* [Directions for this task] Reproduce the rows starting at the line containing "Task: the pointer indicates each instance of the dark" and ending at the line containing "[[679, 222]]", including the request lines. Offset each answer point coordinate by 12.

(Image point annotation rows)

------------------------

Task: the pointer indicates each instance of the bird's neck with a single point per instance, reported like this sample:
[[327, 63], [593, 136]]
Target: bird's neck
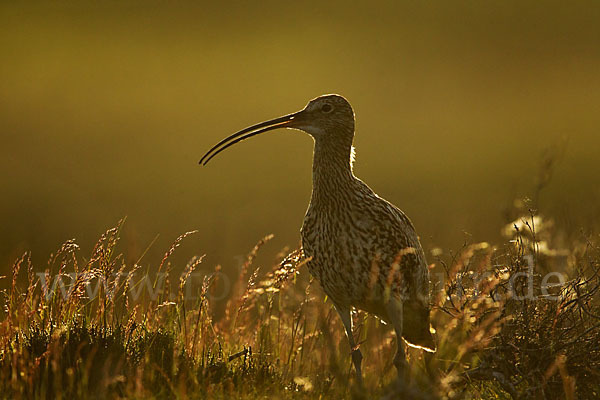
[[332, 170]]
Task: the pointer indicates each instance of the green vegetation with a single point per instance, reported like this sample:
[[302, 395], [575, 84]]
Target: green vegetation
[[502, 332]]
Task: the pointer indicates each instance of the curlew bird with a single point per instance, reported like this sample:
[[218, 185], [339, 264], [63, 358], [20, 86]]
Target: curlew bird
[[363, 250]]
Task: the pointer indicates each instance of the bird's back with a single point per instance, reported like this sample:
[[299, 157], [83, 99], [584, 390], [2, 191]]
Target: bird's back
[[365, 250]]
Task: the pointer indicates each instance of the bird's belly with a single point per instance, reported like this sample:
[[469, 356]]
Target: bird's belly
[[350, 268], [342, 267]]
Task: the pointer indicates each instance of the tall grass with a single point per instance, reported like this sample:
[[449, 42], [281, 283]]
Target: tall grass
[[98, 328]]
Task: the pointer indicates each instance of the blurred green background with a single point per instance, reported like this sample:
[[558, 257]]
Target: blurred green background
[[105, 110]]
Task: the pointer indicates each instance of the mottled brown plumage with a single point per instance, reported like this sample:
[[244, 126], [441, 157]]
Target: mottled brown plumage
[[364, 251]]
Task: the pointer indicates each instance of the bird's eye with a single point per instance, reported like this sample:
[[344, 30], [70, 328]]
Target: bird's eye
[[326, 108]]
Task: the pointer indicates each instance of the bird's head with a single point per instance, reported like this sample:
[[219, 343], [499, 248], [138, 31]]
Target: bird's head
[[329, 117]]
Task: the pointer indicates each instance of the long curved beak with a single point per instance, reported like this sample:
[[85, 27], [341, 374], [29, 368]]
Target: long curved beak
[[281, 122]]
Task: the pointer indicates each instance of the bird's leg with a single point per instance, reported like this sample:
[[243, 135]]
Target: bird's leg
[[395, 313], [356, 354]]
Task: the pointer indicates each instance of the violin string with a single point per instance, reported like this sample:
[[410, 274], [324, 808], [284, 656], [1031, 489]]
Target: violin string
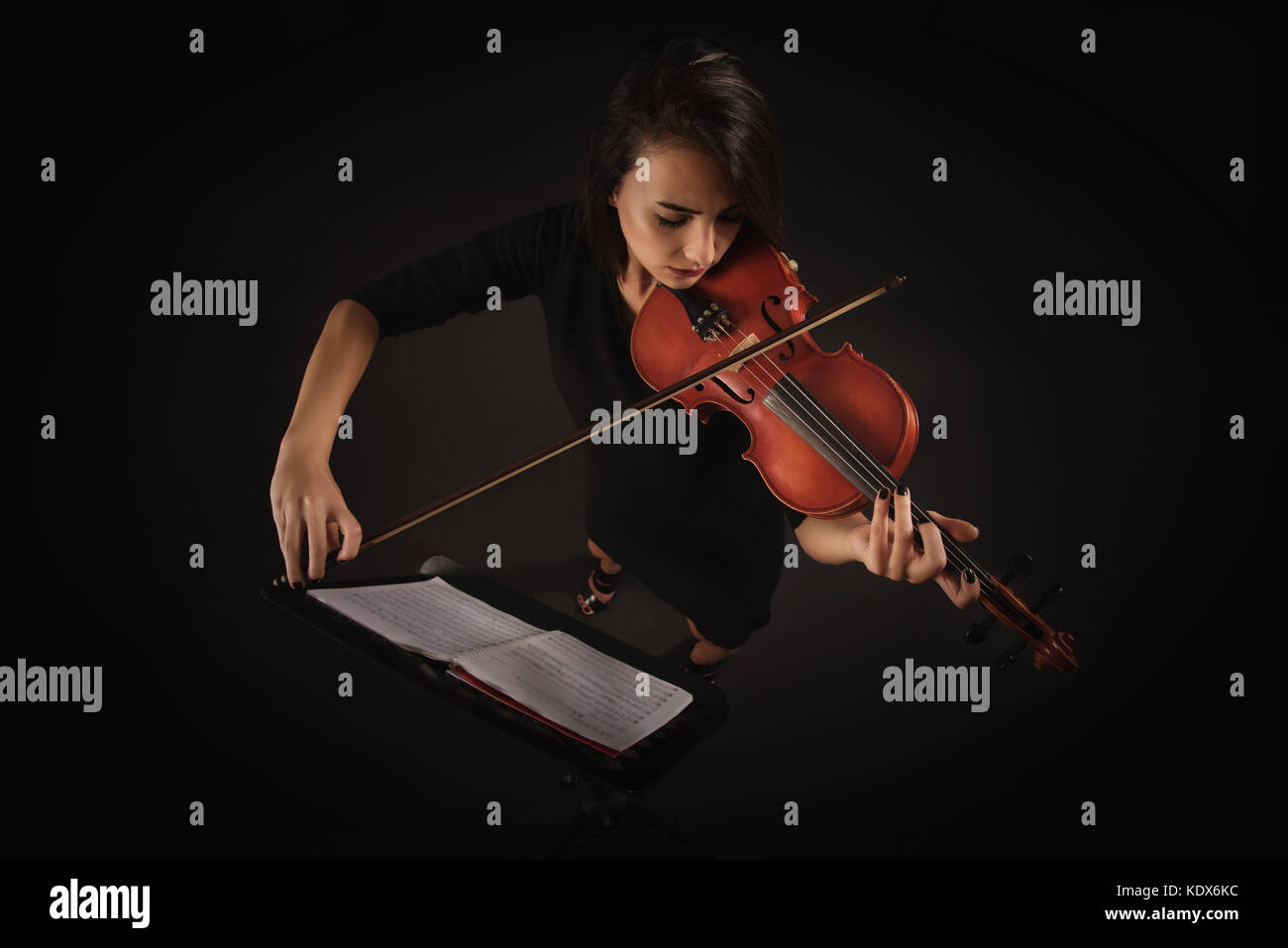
[[870, 466], [858, 460]]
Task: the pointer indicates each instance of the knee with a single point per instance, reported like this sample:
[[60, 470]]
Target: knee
[[595, 550]]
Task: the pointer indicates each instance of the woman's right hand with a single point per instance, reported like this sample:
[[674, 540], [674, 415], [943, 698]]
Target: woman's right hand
[[307, 500]]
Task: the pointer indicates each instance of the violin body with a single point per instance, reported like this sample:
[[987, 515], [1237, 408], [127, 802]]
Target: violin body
[[763, 295]]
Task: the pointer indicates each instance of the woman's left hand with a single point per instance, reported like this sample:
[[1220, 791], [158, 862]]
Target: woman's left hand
[[892, 554]]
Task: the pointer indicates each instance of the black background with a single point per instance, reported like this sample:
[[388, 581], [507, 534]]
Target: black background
[[1063, 430]]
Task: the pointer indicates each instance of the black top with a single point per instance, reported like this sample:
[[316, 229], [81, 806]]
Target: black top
[[700, 531]]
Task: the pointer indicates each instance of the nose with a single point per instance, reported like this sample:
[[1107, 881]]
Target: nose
[[702, 249]]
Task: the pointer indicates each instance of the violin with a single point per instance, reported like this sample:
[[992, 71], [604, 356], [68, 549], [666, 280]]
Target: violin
[[828, 430]]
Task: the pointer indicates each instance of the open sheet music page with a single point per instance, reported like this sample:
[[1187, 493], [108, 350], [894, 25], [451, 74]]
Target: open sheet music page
[[432, 616], [565, 679]]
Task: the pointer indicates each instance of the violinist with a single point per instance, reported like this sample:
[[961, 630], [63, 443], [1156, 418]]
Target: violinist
[[683, 158]]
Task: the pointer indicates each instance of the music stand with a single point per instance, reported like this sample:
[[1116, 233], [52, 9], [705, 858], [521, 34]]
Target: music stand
[[605, 786]]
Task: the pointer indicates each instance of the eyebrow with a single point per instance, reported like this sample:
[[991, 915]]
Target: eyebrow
[[690, 210]]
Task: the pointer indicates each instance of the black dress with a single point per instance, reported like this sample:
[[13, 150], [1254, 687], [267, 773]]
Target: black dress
[[700, 531]]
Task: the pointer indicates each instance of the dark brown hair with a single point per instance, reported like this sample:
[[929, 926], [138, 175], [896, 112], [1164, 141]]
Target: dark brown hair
[[679, 86]]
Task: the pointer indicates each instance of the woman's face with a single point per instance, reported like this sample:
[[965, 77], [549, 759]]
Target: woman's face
[[679, 222]]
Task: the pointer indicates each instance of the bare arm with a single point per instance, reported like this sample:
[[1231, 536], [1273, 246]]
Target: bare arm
[[303, 493], [339, 360], [829, 541]]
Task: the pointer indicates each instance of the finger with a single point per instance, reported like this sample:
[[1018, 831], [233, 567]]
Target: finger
[[932, 558], [352, 535], [957, 530], [291, 549], [314, 520], [279, 520], [877, 554], [902, 552], [958, 588]]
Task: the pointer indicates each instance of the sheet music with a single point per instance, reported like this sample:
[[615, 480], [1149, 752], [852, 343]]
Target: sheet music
[[432, 616], [563, 679]]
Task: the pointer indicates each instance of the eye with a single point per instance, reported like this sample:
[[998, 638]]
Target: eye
[[682, 222]]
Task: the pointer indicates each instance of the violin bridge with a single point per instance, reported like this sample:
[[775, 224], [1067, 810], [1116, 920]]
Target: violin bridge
[[751, 339]]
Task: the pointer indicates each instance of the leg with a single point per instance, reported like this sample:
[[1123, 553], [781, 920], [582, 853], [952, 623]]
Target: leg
[[706, 652], [601, 595]]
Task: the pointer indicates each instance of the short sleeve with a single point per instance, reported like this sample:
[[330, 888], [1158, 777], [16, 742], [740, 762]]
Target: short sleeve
[[515, 257]]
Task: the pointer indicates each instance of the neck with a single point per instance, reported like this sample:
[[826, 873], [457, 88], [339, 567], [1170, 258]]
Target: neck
[[636, 279]]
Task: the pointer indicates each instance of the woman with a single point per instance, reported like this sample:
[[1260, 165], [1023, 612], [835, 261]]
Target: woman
[[699, 530]]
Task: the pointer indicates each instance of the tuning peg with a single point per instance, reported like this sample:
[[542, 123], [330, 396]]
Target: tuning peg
[[979, 631], [1020, 565], [1047, 596], [1009, 656]]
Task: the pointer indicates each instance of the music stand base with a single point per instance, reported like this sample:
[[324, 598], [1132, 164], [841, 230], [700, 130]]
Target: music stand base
[[605, 814]]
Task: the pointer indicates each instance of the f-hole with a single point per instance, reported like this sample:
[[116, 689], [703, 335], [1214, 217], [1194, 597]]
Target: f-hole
[[790, 343]]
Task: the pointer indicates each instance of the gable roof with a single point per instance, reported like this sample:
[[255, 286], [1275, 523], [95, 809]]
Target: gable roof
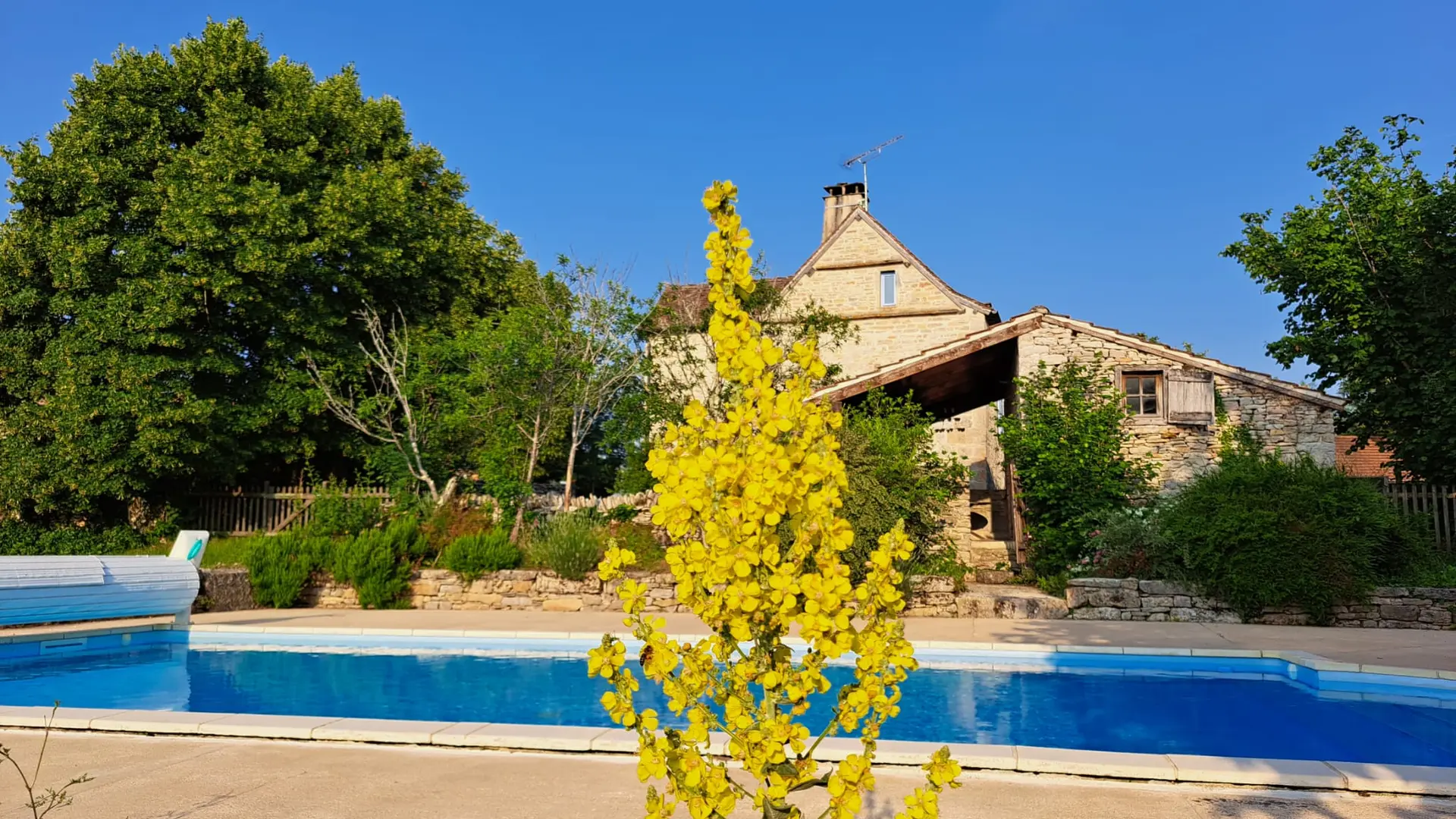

------------------------

* [Answer to this task]
Task: the pointer indicates each instance of the dark brown hair with a single point per instance, reported like this sample:
[[929, 926], [138, 175], [896, 112], [1164, 141]]
Target: dark brown hair
[[691, 98]]
Task: the pointer indicates each instance of the woman's face with a single point per instance, reported like this sample:
[[965, 77], [549, 759]]
Target: woman's face
[[691, 234]]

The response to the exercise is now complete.